■ **Aim**:
Copy out, word for word, the lines of the records below from the one containing "BATCH JOB #4092 — Object class: laptop screen" through the one containing "[[252, 149, 279, 219]]", both included.

■ **Dataset records**:
__________

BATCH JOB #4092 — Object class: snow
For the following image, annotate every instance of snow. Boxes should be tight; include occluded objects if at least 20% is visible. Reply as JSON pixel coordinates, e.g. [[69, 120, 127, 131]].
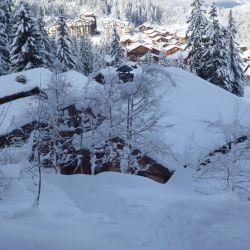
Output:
[[151, 68, 250, 167], [0, 170, 250, 250], [0, 68, 51, 97], [0, 68, 99, 134], [0, 68, 250, 250]]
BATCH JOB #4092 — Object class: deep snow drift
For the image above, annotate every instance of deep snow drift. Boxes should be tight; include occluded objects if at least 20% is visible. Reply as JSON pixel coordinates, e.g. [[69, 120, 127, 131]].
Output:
[[0, 170, 250, 250], [0, 68, 250, 250]]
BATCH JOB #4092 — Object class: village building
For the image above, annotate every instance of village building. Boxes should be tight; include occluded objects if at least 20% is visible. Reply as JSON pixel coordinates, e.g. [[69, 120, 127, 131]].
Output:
[[121, 37, 135, 47], [239, 46, 248, 53], [242, 50, 250, 63], [152, 35, 169, 44], [127, 44, 150, 62], [104, 20, 134, 36], [139, 24, 153, 32], [245, 64, 250, 81], [127, 43, 160, 62], [47, 13, 97, 37], [165, 44, 182, 56]]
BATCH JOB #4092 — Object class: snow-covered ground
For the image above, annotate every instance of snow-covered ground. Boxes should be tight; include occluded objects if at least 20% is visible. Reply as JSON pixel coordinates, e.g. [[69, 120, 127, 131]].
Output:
[[0, 166, 250, 250], [0, 68, 250, 250]]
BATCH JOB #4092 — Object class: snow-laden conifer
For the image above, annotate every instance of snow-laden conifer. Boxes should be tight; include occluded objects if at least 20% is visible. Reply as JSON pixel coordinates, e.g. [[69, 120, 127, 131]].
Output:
[[110, 28, 124, 67], [200, 3, 232, 91], [0, 3, 9, 76], [57, 10, 76, 71], [227, 10, 245, 96], [186, 0, 208, 76], [78, 36, 94, 76], [10, 2, 44, 72]]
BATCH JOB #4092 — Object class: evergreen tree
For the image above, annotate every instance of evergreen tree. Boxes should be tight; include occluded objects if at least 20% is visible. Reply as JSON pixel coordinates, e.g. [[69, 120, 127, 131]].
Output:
[[38, 8, 55, 68], [159, 50, 170, 67], [110, 28, 125, 67], [186, 0, 208, 76], [2, 0, 14, 44], [144, 50, 155, 65], [57, 10, 76, 71], [227, 10, 246, 96], [10, 2, 44, 72], [78, 36, 94, 76], [200, 3, 232, 91], [0, 3, 9, 76]]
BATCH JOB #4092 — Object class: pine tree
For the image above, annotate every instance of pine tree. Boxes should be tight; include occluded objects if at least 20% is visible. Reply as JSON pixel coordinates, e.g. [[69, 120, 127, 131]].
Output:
[[110, 28, 125, 67], [78, 36, 94, 76], [159, 50, 170, 67], [186, 0, 208, 76], [57, 10, 76, 71], [200, 3, 232, 91], [0, 3, 9, 76], [144, 50, 155, 65], [227, 10, 246, 96], [3, 0, 14, 43], [10, 2, 44, 72], [38, 8, 55, 68]]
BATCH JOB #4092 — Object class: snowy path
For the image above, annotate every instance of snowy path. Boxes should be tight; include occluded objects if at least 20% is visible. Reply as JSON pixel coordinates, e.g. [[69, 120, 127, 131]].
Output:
[[0, 170, 250, 250]]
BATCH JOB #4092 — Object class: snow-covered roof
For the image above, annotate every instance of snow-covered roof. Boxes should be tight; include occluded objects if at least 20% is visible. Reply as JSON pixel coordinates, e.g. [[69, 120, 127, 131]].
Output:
[[0, 68, 97, 133], [165, 44, 181, 51]]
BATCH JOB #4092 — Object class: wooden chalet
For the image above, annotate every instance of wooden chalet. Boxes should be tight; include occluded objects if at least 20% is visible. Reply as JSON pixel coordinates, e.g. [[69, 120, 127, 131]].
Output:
[[245, 64, 250, 82], [165, 45, 182, 56], [104, 20, 134, 36], [139, 24, 153, 32], [121, 38, 135, 47], [47, 13, 97, 37], [127, 44, 150, 62], [153, 35, 169, 43], [239, 46, 248, 52]]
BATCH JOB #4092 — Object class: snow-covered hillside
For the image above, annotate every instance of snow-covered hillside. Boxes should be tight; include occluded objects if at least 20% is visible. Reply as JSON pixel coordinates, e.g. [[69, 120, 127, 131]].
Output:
[[0, 68, 250, 166], [0, 68, 250, 250], [0, 166, 250, 250]]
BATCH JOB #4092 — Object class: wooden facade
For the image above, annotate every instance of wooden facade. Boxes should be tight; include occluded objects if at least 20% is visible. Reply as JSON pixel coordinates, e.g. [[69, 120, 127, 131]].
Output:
[[48, 14, 97, 37], [166, 46, 181, 56], [127, 44, 150, 61]]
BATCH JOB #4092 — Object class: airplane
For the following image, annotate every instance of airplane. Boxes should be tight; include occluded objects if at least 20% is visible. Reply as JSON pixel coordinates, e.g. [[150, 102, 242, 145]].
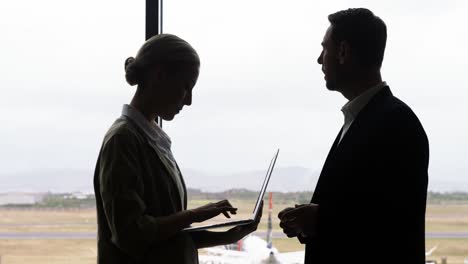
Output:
[[199, 192, 304, 264]]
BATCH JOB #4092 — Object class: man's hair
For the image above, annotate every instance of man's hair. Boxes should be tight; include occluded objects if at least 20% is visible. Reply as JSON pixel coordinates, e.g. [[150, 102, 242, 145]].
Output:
[[328, 8, 387, 68]]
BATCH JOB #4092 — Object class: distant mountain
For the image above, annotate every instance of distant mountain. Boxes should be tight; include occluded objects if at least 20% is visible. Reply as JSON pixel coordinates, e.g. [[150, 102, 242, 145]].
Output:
[[184, 167, 319, 192], [0, 167, 468, 194], [0, 169, 94, 193]]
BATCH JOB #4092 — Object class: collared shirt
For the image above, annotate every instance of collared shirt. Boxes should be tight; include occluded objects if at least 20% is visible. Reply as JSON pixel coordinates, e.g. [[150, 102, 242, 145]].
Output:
[[338, 82, 387, 143], [122, 104, 185, 208]]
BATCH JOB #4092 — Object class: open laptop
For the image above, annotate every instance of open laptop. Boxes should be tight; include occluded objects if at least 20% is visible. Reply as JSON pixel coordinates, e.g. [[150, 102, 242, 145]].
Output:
[[183, 149, 279, 232]]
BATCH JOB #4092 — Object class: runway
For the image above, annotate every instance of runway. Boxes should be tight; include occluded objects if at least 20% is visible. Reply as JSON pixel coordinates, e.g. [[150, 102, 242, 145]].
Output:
[[0, 231, 468, 240]]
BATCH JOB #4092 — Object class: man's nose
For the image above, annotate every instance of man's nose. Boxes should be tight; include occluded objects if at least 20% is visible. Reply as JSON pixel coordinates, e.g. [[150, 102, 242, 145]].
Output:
[[317, 51, 323, 65], [184, 91, 192, 105]]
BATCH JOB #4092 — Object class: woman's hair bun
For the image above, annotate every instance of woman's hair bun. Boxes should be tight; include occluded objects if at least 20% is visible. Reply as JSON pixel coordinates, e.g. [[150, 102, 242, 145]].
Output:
[[125, 57, 139, 86]]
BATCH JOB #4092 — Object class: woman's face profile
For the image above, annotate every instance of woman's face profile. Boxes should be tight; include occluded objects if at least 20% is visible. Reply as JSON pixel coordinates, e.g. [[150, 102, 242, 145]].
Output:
[[147, 68, 195, 121]]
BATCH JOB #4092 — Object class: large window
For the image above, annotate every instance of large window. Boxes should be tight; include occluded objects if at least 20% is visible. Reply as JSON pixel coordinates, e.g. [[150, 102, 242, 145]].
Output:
[[0, 0, 468, 264]]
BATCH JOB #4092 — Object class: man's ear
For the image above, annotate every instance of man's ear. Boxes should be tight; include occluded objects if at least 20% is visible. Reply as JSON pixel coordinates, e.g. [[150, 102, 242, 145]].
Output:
[[338, 41, 351, 65]]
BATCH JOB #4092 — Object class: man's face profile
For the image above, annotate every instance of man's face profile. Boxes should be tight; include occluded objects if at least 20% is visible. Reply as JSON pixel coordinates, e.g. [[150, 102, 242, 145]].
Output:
[[317, 26, 338, 91]]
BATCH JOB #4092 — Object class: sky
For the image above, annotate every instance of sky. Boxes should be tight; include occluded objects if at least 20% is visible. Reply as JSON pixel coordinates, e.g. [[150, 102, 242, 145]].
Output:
[[0, 0, 468, 191]]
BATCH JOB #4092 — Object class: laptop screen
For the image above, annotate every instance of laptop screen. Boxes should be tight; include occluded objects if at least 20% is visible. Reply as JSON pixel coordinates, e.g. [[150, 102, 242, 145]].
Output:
[[252, 149, 279, 219]]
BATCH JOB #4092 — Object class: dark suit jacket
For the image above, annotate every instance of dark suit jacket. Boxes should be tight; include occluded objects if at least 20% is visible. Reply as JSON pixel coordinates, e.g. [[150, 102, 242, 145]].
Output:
[[94, 117, 198, 264], [299, 87, 429, 264]]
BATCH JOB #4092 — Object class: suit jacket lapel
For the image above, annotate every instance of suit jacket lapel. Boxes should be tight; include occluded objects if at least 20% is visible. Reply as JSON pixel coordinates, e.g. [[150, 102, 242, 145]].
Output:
[[311, 86, 392, 203], [311, 128, 343, 203]]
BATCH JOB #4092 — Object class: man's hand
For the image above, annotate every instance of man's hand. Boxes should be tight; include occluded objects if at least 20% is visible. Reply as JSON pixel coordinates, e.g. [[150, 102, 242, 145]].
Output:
[[278, 203, 319, 237], [190, 200, 237, 222]]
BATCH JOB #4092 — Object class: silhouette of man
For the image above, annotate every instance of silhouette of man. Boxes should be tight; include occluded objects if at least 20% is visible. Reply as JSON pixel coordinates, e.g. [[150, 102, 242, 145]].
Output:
[[278, 8, 429, 264]]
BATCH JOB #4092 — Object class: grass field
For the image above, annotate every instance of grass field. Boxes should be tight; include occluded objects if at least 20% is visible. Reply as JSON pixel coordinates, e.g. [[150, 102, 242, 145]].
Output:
[[0, 200, 468, 264]]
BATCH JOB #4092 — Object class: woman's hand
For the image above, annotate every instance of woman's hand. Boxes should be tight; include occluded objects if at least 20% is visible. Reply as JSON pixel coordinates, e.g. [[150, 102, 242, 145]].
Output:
[[190, 200, 237, 223], [226, 201, 263, 244]]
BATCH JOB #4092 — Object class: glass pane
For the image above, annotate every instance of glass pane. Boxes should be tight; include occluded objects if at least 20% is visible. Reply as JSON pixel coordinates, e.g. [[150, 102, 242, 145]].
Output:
[[0, 0, 145, 264], [164, 0, 468, 263]]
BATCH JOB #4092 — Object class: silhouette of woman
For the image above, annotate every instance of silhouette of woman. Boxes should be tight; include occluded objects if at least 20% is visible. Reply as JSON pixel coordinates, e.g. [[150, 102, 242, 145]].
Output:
[[94, 34, 260, 264]]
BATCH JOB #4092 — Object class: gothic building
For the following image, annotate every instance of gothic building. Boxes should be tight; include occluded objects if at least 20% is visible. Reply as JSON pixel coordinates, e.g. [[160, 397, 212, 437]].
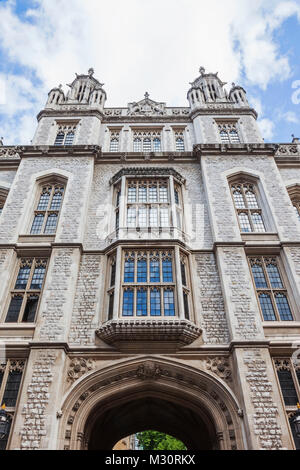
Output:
[[0, 68, 300, 450]]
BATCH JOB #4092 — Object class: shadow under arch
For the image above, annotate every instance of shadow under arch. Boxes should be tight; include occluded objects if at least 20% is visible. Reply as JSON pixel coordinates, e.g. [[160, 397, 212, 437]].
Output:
[[59, 356, 244, 450]]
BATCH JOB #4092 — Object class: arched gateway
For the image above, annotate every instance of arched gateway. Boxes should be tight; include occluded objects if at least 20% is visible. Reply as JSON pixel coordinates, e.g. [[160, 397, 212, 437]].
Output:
[[59, 356, 244, 450]]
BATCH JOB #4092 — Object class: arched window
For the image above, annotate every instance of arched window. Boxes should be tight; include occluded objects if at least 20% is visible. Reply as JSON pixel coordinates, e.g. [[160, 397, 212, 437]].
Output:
[[133, 130, 162, 153], [0, 189, 8, 216], [288, 184, 300, 220], [218, 122, 241, 144], [121, 250, 176, 317], [5, 258, 47, 323], [230, 180, 266, 233], [176, 137, 185, 152], [133, 137, 142, 152], [30, 184, 65, 235], [249, 256, 294, 321], [109, 137, 119, 152], [54, 123, 76, 146]]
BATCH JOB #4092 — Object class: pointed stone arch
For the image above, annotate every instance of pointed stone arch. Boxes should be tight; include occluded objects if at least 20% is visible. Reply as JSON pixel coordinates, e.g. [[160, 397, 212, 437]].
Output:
[[59, 356, 244, 450]]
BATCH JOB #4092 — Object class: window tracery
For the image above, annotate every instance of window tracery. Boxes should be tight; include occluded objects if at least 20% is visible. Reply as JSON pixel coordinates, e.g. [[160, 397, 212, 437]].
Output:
[[249, 256, 294, 321], [230, 180, 266, 233], [133, 130, 162, 152], [54, 124, 77, 146], [5, 258, 47, 323], [30, 184, 65, 235]]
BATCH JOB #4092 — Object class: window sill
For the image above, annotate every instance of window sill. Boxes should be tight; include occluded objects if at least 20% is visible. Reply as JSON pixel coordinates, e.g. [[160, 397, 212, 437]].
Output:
[[96, 317, 202, 350], [241, 232, 279, 242], [262, 320, 300, 338], [0, 323, 35, 339], [18, 235, 55, 243]]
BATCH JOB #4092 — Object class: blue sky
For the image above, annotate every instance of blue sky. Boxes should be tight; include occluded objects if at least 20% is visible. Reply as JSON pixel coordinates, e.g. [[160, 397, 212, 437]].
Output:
[[0, 0, 300, 145]]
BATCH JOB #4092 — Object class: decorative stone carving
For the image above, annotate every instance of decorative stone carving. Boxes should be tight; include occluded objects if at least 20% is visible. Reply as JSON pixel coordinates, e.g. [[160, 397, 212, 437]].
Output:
[[96, 319, 202, 347], [127, 92, 166, 116], [136, 362, 162, 380], [110, 167, 185, 184], [205, 357, 232, 382], [0, 146, 20, 160], [277, 144, 300, 156], [68, 357, 95, 382]]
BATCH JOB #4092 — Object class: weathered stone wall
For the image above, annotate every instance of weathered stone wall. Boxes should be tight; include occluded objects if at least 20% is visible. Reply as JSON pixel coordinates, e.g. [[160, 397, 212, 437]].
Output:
[[0, 170, 17, 189], [35, 248, 80, 341], [84, 162, 212, 250], [202, 155, 300, 242], [0, 156, 93, 243], [217, 247, 264, 341], [194, 253, 229, 344], [240, 348, 290, 450], [69, 254, 105, 346]]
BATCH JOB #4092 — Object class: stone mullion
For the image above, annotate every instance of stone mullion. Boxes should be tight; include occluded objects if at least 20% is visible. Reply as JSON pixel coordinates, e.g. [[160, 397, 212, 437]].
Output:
[[174, 246, 187, 320], [233, 345, 294, 450], [113, 246, 124, 320]]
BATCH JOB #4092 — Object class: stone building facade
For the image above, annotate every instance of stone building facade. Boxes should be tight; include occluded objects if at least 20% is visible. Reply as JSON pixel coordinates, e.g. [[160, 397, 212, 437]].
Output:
[[0, 68, 300, 450]]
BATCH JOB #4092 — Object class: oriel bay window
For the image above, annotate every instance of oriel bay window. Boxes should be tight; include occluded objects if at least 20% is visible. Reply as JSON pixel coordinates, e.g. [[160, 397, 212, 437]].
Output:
[[274, 358, 300, 449], [230, 180, 266, 233], [5, 258, 47, 323], [249, 256, 294, 321], [106, 246, 192, 320], [0, 359, 25, 450], [30, 184, 65, 235], [122, 250, 175, 317], [127, 180, 171, 228]]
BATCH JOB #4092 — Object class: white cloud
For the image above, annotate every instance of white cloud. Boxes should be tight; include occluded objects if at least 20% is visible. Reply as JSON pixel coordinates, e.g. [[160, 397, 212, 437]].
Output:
[[280, 111, 300, 124], [0, 0, 300, 140], [257, 118, 275, 140]]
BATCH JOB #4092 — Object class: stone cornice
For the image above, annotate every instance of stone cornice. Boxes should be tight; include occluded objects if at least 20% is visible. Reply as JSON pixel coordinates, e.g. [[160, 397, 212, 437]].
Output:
[[110, 167, 185, 184], [190, 104, 258, 120], [36, 105, 104, 121], [194, 143, 278, 157], [96, 318, 202, 348], [18, 145, 101, 158]]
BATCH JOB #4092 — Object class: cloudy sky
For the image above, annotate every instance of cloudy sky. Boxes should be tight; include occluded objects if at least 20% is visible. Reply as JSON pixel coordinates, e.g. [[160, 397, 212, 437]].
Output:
[[0, 0, 300, 145]]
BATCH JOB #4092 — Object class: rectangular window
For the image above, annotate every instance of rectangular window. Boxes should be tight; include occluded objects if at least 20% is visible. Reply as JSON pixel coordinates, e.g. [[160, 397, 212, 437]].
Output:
[[0, 359, 25, 450], [249, 256, 294, 321], [274, 358, 300, 450], [30, 185, 65, 235], [122, 250, 175, 317], [231, 181, 266, 233], [5, 258, 47, 323]]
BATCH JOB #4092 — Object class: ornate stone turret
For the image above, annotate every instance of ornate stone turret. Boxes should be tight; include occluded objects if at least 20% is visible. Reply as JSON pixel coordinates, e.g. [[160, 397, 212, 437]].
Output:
[[66, 68, 106, 109], [229, 83, 249, 106], [188, 67, 228, 109], [46, 85, 65, 108]]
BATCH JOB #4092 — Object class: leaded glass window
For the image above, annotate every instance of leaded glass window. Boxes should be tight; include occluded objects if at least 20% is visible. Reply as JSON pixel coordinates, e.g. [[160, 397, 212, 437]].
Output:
[[54, 123, 77, 146], [122, 250, 176, 317], [274, 357, 300, 450], [133, 130, 162, 153], [249, 256, 294, 321], [127, 180, 171, 228], [218, 122, 241, 144], [231, 181, 266, 233], [5, 258, 47, 323], [0, 359, 25, 450], [30, 184, 65, 235]]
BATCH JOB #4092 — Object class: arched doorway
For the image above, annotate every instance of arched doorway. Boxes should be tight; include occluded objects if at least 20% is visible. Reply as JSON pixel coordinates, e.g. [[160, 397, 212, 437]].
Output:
[[85, 390, 219, 450], [60, 357, 244, 450]]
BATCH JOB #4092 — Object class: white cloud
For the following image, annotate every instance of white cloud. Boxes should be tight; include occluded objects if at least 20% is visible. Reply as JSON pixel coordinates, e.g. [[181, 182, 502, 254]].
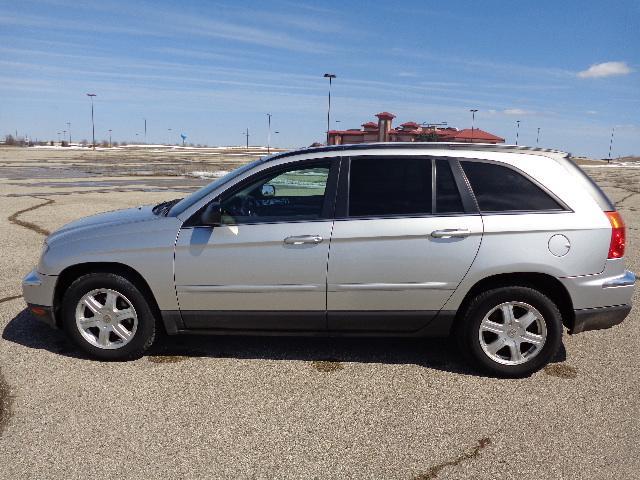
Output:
[[502, 108, 533, 115], [578, 62, 633, 78]]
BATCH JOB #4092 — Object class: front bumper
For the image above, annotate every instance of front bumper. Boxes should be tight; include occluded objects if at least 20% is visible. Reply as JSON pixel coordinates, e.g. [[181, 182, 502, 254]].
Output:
[[27, 303, 58, 328], [569, 305, 631, 335], [22, 270, 58, 325]]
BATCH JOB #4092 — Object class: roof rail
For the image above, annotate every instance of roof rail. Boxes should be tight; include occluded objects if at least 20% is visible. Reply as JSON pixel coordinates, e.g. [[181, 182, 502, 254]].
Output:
[[269, 142, 571, 160]]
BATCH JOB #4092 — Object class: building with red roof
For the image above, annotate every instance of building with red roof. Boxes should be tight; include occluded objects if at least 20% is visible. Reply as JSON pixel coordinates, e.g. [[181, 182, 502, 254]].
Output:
[[329, 112, 504, 145]]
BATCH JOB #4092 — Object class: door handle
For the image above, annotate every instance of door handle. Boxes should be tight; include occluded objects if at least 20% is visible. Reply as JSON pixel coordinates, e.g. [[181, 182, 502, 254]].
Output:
[[284, 235, 322, 245], [431, 228, 471, 238]]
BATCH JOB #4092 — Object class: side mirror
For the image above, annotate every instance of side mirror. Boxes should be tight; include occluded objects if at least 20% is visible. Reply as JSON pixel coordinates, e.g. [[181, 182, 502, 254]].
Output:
[[200, 202, 222, 227], [260, 183, 276, 197]]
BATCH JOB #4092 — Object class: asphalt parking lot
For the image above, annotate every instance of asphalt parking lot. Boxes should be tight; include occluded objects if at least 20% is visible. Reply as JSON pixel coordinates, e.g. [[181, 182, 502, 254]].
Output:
[[0, 149, 640, 480]]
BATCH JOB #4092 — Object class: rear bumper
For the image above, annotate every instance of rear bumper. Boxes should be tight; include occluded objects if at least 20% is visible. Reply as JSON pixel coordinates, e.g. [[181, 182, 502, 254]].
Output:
[[559, 259, 636, 310], [569, 305, 631, 334]]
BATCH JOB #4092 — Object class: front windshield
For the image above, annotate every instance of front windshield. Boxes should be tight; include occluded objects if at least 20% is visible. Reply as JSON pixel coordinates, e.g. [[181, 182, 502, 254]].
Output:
[[170, 158, 266, 216]]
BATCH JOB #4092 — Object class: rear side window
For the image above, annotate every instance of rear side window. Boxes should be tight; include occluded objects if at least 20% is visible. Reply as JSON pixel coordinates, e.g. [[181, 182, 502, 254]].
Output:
[[460, 161, 563, 212], [436, 159, 464, 213], [349, 157, 431, 217]]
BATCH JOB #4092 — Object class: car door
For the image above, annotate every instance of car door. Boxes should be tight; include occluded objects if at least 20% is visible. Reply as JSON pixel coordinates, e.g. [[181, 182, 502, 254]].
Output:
[[175, 159, 339, 331], [327, 156, 483, 332]]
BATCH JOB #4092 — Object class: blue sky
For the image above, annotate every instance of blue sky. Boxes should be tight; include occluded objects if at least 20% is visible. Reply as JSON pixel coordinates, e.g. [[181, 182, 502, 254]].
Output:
[[0, 0, 640, 157]]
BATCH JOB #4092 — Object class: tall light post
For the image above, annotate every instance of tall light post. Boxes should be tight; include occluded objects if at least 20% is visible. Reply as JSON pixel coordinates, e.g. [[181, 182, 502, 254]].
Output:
[[469, 108, 478, 143], [242, 127, 249, 150], [87, 93, 96, 150], [607, 127, 616, 163], [324, 73, 336, 145], [266, 113, 271, 155]]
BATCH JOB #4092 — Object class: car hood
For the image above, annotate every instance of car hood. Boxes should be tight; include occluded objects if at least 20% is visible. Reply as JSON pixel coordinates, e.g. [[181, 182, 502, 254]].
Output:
[[47, 205, 161, 243]]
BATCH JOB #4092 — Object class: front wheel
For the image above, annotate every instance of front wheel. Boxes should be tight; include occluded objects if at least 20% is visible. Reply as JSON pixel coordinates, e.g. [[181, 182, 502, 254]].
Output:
[[458, 287, 562, 377], [62, 273, 155, 360]]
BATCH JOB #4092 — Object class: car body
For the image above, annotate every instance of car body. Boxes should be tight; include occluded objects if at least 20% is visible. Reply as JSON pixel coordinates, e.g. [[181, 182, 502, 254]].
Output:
[[23, 143, 635, 375]]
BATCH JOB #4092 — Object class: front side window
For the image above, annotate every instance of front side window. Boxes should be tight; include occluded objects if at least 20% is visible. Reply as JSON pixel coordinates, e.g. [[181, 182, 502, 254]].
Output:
[[460, 161, 563, 212], [221, 162, 330, 225], [349, 157, 431, 217]]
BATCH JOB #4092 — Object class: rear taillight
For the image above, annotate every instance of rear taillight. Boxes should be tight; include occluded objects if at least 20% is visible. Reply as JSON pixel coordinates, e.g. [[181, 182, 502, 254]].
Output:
[[604, 212, 626, 258]]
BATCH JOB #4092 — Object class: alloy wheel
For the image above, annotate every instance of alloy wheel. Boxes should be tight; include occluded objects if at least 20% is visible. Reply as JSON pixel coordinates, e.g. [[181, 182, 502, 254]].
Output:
[[75, 288, 138, 350], [479, 302, 547, 365]]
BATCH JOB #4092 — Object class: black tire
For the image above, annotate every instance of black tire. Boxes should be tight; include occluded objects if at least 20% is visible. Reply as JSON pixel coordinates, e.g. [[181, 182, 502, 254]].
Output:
[[456, 286, 563, 378], [62, 273, 156, 360]]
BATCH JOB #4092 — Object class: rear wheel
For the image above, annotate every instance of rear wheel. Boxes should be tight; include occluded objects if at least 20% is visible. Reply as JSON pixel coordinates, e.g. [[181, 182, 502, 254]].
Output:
[[458, 287, 562, 377], [62, 273, 156, 360]]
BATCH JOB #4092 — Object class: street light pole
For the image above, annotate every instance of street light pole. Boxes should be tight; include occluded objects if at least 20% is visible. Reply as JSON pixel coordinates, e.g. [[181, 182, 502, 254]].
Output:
[[324, 73, 336, 145], [87, 93, 96, 150], [469, 108, 478, 143], [607, 127, 616, 163], [266, 113, 271, 155]]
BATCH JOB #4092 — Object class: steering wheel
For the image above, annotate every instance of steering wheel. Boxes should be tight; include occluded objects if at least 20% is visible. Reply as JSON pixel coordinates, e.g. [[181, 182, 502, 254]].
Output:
[[240, 197, 258, 217]]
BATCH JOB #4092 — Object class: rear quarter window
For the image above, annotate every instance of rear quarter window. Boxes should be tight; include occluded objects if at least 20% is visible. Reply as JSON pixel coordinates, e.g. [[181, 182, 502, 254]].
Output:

__________

■ **Exercise solution**:
BATCH JOB #4092 — Object class: laptop screen
For the image above, annotate every instance of laptop screen. Boxes should be tight; include occluded objects if at least 20% is visible. Reply as JSON pixel coordinates, e.g. [[150, 102, 242, 145]].
Output:
[[252, 149, 279, 219]]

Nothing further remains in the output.